─── SOURCE DATA ───

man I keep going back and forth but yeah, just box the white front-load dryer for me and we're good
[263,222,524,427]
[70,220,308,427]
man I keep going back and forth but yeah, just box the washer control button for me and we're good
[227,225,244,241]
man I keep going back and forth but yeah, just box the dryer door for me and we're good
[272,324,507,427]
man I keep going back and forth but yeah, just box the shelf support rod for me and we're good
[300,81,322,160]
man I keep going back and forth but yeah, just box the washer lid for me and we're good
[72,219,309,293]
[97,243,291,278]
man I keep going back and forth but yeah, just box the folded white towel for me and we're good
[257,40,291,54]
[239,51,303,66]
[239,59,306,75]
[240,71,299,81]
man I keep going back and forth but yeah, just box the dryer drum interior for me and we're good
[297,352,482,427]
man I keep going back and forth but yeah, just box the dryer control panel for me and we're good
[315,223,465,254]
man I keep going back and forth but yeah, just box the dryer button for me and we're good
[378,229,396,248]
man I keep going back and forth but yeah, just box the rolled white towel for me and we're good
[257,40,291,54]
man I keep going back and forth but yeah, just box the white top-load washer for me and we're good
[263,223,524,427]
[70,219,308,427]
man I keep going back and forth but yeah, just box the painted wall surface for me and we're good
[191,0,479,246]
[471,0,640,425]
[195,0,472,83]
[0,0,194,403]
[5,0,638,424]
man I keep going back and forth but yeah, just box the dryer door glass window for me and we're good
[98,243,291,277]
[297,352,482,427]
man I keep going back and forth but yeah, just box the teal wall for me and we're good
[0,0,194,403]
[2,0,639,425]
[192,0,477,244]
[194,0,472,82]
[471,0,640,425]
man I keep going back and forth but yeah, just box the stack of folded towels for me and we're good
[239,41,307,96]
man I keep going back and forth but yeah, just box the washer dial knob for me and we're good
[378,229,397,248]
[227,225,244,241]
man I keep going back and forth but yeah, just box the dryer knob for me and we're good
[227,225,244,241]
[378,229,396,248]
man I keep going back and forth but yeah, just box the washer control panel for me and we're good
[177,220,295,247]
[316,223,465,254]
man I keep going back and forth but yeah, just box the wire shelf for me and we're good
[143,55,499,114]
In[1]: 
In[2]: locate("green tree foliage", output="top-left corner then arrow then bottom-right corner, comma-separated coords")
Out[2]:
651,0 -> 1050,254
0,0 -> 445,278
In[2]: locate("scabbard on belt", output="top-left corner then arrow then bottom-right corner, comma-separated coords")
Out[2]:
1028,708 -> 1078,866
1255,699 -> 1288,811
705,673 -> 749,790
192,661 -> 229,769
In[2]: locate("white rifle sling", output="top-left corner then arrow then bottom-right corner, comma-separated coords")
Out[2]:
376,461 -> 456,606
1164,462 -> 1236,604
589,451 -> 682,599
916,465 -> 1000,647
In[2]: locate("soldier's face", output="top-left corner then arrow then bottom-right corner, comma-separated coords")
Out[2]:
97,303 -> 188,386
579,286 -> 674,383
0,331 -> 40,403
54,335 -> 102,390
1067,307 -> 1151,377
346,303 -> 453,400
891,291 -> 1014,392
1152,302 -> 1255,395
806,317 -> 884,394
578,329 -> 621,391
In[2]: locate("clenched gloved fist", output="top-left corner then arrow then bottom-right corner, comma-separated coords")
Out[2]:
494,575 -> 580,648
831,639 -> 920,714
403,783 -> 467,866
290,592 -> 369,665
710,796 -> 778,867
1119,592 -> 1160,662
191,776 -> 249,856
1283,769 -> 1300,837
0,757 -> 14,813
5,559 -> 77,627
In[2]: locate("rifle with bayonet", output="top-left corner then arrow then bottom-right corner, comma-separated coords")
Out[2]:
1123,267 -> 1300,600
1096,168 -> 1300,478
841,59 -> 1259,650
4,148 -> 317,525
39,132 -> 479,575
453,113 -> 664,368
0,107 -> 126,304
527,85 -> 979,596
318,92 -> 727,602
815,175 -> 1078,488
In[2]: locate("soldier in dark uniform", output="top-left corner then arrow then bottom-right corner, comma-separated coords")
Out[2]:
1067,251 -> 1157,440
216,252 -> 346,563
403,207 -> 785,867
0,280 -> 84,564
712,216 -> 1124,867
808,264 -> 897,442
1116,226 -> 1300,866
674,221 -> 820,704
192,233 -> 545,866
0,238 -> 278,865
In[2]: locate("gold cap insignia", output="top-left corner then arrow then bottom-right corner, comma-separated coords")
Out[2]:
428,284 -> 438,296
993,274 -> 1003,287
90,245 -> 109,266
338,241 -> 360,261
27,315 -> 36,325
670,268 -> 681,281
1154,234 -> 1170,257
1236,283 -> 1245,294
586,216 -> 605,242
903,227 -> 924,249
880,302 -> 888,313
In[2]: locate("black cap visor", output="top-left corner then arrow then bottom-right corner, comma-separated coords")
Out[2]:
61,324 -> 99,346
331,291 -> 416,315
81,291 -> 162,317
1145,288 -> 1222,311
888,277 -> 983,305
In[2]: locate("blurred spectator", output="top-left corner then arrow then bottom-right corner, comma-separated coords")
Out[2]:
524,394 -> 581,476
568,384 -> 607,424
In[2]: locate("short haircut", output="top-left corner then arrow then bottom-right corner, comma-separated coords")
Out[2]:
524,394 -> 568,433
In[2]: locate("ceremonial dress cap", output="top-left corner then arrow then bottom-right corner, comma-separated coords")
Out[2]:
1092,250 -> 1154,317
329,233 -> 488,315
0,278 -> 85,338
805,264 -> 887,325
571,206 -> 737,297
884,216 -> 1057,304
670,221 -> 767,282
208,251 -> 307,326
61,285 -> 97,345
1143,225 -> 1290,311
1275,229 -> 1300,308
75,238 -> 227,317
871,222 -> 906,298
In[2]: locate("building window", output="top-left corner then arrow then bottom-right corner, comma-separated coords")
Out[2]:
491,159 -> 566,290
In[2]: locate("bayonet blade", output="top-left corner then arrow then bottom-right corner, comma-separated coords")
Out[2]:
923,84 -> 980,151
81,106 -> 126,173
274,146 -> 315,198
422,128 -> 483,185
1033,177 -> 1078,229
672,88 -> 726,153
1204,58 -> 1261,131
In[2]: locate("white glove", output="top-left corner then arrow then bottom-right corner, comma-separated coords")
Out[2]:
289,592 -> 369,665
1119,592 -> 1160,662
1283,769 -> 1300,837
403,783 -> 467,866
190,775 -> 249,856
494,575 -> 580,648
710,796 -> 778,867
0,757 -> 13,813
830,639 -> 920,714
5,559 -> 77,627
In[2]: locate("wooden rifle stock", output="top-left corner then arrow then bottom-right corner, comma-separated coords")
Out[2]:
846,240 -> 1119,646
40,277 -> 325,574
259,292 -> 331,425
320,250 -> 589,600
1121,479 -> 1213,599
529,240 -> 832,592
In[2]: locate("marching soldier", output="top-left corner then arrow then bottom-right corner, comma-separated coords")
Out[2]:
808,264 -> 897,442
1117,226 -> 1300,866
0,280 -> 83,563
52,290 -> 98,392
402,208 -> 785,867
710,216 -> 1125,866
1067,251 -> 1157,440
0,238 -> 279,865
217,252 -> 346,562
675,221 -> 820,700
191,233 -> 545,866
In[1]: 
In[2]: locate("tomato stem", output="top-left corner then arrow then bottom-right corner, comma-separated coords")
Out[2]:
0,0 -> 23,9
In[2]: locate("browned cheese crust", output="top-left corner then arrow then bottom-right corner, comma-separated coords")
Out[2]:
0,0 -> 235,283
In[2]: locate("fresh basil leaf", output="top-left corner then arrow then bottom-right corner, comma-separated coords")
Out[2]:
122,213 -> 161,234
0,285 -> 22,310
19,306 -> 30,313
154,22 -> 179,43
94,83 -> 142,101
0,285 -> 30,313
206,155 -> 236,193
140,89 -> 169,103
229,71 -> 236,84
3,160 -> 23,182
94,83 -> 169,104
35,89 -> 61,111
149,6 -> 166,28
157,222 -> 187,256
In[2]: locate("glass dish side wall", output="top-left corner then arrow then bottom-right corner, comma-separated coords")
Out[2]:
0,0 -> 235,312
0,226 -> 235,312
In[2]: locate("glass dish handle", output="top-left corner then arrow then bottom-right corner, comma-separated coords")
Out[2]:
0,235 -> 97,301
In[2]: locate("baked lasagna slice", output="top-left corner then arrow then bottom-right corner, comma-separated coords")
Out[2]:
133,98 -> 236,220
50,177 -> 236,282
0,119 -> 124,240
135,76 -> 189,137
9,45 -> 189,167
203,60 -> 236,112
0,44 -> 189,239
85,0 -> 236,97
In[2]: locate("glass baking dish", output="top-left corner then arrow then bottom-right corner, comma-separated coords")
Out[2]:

───

[TASK OBJECTIVE] Only a number is required here: the count of lines in these entries that hold "bayonet".

[TASK ANSWER] 2